**Supplied text**
From Bad to Worse

We live in a world that is hugely interconnected. As a result of it, we always have to be cautious about how we go about things in a particular sphere, because it could very well lead to implications that might be felt in a whole another area. To ensure this is consistently done across the board, we have introduced many dedicated governing forces that are tasked with supervising operations of every nature. Now, even though the core purpose of these forces has remained pretty much the same over the years, their role in our lives has been reinvented time and again. The restructuring of this role is historically inspired by our evolving objectives and in an age where digital realm reigns supreme, things like privacy issues and social security in general have become an agenda of utmost importance. In our pursuit to better protect the modern generation from all the detrimental effects of a tech-centric world, we are now finally ramping up our efforts, and the latest piece of it has seemingly put Facebook under buckling pressure.

Things have gone from bad to worse for Facebook after a former company employee took the role of a whistleblower and outed some of its most private secrets. Frances Haugen, the whistleblower, appeared on the 60 minutes show and accused Facebook of using algorithms that encouraged hate speech across its platform. Upon leaving her job at the company earlier this year, Frances had leaked a string of documents to the Securities and Exchange Commission, a move she justified by the intention of bringing more regulation within the stratosphere of organizations like Facebook.

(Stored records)
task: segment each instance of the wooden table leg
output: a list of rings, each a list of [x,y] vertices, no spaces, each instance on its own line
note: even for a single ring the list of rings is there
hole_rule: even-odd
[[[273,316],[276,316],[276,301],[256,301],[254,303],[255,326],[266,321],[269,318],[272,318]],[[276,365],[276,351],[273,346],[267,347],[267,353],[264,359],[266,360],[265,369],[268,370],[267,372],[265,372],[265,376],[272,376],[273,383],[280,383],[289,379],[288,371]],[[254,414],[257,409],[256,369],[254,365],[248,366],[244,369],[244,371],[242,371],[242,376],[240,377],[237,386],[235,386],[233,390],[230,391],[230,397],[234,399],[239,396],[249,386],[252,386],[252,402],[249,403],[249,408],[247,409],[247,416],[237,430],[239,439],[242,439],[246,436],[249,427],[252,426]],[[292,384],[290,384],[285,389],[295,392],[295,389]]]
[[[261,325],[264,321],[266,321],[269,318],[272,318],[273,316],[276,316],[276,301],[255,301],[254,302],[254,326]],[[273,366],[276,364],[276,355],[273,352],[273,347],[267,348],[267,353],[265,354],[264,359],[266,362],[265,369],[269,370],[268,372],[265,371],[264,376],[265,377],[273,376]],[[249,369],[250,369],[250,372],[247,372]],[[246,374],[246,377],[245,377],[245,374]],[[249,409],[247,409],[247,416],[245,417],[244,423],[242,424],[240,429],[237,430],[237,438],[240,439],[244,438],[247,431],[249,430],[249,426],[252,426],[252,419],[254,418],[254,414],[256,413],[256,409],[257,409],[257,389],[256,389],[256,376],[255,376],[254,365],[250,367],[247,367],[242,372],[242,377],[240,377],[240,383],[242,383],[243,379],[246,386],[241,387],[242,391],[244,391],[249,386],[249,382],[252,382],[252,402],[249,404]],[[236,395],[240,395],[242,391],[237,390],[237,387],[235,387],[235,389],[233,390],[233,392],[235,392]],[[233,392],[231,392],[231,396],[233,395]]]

**Activity**
Decide whether each statement below agrees with the text about the Facebook whistleblower, answering yes or no and quoting the words from the text that settle it. (a) Frances Haugen appeared on the 60 minutes show. (b) Frances handed documents to the Federal Trade Commission after leaving the company. (c) The core purpose of the governing forces has changed greatly over the years.

**Task response**
(a) Yes: "Frances Haugen, the whistleblower, appeared on the 60 minutes show"
(b) No: "Frances had leaked a string of documents to the Securities and Exchange Commission"
(c) No: "the core purpose of these forces has remained pretty much the same over the years"